### Source extract
Not much time at the moment...couple of quick hits.

Google (or search engine of choice) "room mode calculator" or something similar and you'll find some pages that will attempt to calculate room peaks/nulls for you. That 45hz peak is almost assuredly a mode. You describe an very acoustically challenging room...hard walls/floors/ceiling.

B&W specs the 602 with an f3 of 58hz. Looks like you're getting quite a bit of bass help from the room already, assuming relatively accurate readings from REQW. 

Sonnie, consider moving this to the acoustics forum? 

-Brent


----------



## Guest (Jan 28, 2008)

Converting USD ($), to my currency won't give a correct idea of price. (699-799$ equals about 4-5000NOK)
Unfortunately, my government have a tax on everything you buy.
It is at hillarious 25%; so if something cost 100NOK, you'll have to pay 125NOK.
It's sick, but when it came in the mid 60's, I think, they said it was temparary, and it was 12%. Which was OK, since we were in a little money-crisis, but they've gotten so greedy that they doubbled it to 24%, and made it include food. And a little later, they changed it to 25%, to make it easier to deal with.

So for everything you buy or pay for in Norway, (even services like taxi), the government gets 25% of it's value :rant:

As an example; i just bought a new TV for 15 000NOK, which means that the government made 3000NOK just because I bought a TV :gah:
That's about 500-550$ more than I needed to spend. (1 USD equals about 5-6NOK).

But back to speakers 

The quality of the bass is more important than the quantity of it. A quite flat frequency response lying 3dB under target value @ 40Hz is OK.
Bass below 30Hz is not that important to me as the rest of the bass.

A new amplifier won't drastically change the frequency response, that's true; but it will change tha sound and the clarity/quality of the sound.
The main reason that I wan't to get a different amp, is that my amps volume wheel is a little inacurate. Just a little movement can increase the volume quite a bit; and at low volume, there is inbalance between the left and right side volume.

Equalizing to increase bass level some places probably won't happen, but to reduce it might happen. Unfortunately a good EQ cost money, money that I don't have now 

brent_s: Thanks for the tip; i'll spend some time on google tonight 

Thanks for still helping!

BTW, SVS SB-12 Plus is priced just below 1200$, but is now on sale for about 1100$ ...:wits-end:


----------



## Sonnie (Apr 11, 2006)

Bluum said:


> Unfortunately, my government have a tax on everything you buy.
> It is at hillarious 25%; so if something cost 100NOK, you'll have to pay 125NOK.
> It's sick, but when it came in the mid 60's, I think, they said it was temparary, and it was 12%. Which was OK, since we were in a little money-crisis, but they've gotten so greedy that they doubbled it to 24%, and made it include food. And a little later, they changed it to 25%, to make it easier to deal with.

### Data segment
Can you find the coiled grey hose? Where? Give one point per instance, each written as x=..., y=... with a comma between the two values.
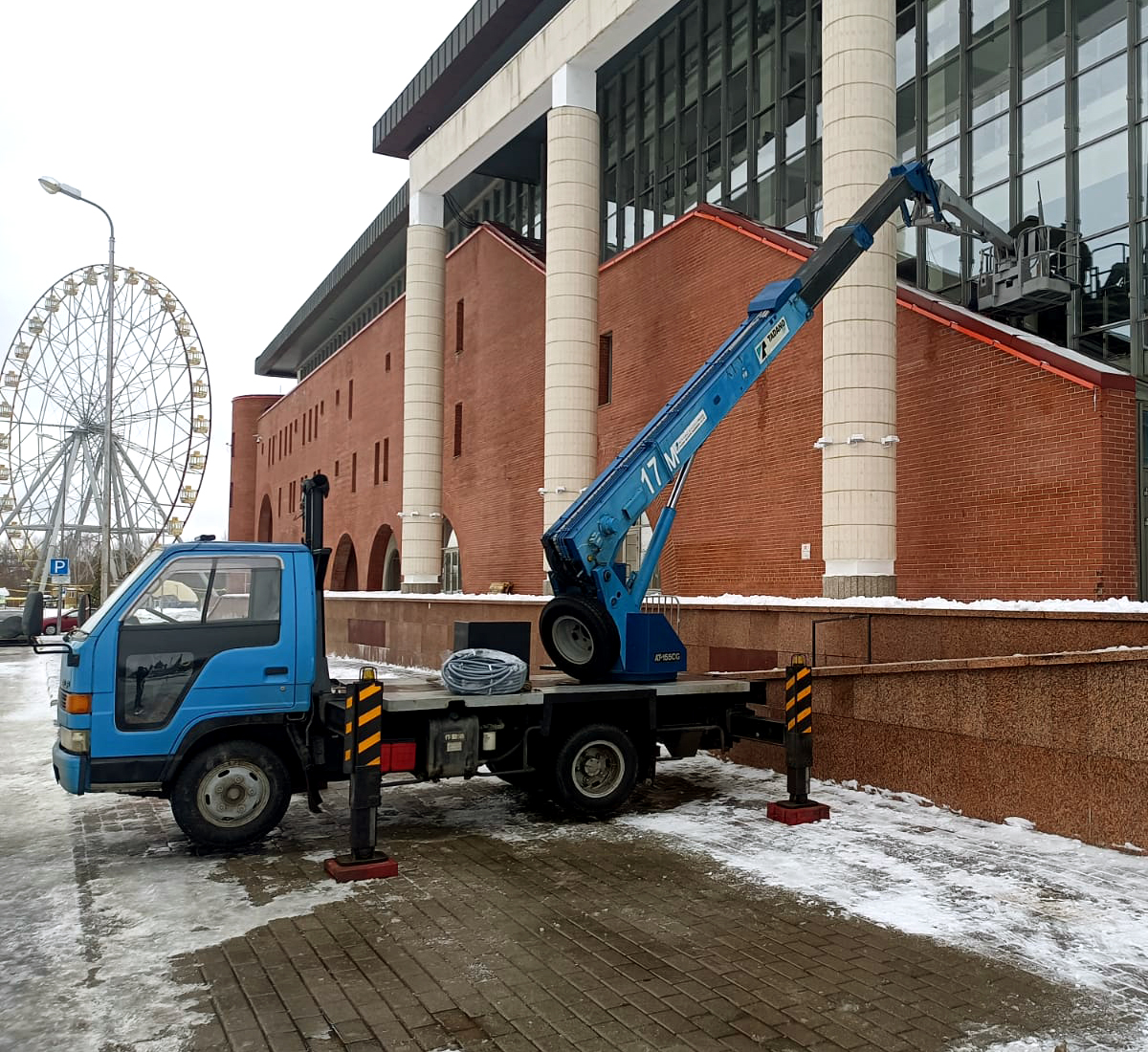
x=481, y=671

### Stated task 1
Decide whether each statement below agrees with the forum thread on speakers and room acoustics. Answer yes or no for each, and quote the words of the thread that settle it.
(a) B&W lists the 602 with an f3 of 58 Hz.
(b) The main reason for wanting a different amplifier is to change the frequency response.
(c) The SVS SB-12 Plus is on sale for about 1100$.
### Stated task 2
Write the next part of the forum thread on speakers and room acoustics, starting right after its final quoted line.

### Task result 1
(a) Yes: "B&W specs the 602 with an f3 of 58hz."
(b) No: "The main reason that I wan't to get a different amp, is that my amps volume wheel is a little inacurate."
(c) Yes: "is now on sale for about 1100$"

### Task result 2
> 
> So for everything you buy or pay for in Norway, (even services like taxi), the government gets 25% of it's value :rant:


Sounds like robbery. :raped:





Bluum said:


> The quality of the bass is more important than the quantity of it. A quite flat frequency response lying 3dB under target value @ 40Hz is OK.
> Bass below 30Hz is not that important to me as the rest of the bass.


About the only way I could imagine you ever getting a flat response to 40Hz with those bookshelf speakers is to equalize them. The 45Hz and 58Hz peaks are going to be trouble until equalized. A sub could change that easily by crossing over the mains at 80Hz and then equalizing the sub is something that is inexpensive to do with a BFD for $100-150.





Bluum said:


> A new amplifier won't drastically change the frequency response, that's true; but it will change tha sound and the clarity/quality of the sound.


I doubt any other amp is going to best the NAD as far as quality. Changing the sound will require coloring the sound. 





Bluum said:


> The main reason that I wan't to get a different amp, is that my amps volume wheel is a little inacurate. Just a little movement can increase the volume quite a bit; and at low volume, there is inbalance between the left and right side volume.


That may be a good reason to get a new amp... and/or the need for a sub pre-out if your current NAD does not have one.





Bluum said:


> BTW, SVS SB-12 Plus is priced just below 1200$, but is now on sale for about 1100$ ...:wits-end:


Prices must be higher in Norway. :huh:


----------



## Guest (Jan 28, 2008)

Yes, it is more expensive in Norway.
That is why so many people order stuff from the United States; even with the oversea shipment and customs, it is considerably cheaper.
If you can travel to USA to buy it yourself, it is even cheaper.
I know a lot of people who have traveled to the US and brought back a couple of gitars, sold them (unused) for less than retail price in norwegian shops, and still made money of it.

I just now tried to move the speakers so that they're not longer symetrically placed in the room, but placed more to the right.
I feel that I have a better frequency responce, but my measurements show little difference.
I'll try to fine-tune it some more and come back with a graph when I am pleased enough to take a brake for the day


----------



## Guest (Jan 29, 2008)

OK, I have tried different assymetric setups, but can't seem to get any big improvements.
So I thouht it would be fun to see which side that caused the most trouble, and if there was a difference.

So I placed the speakers as symetric as I could, and first ran a sweep on both, then a sweep on the right speaker, followed by one on the left speaker.
With the middle of the front about 30,5-31cm from the sidewall, a little more than 60cm from the backwall and a quite similar toe-in, I meassured them.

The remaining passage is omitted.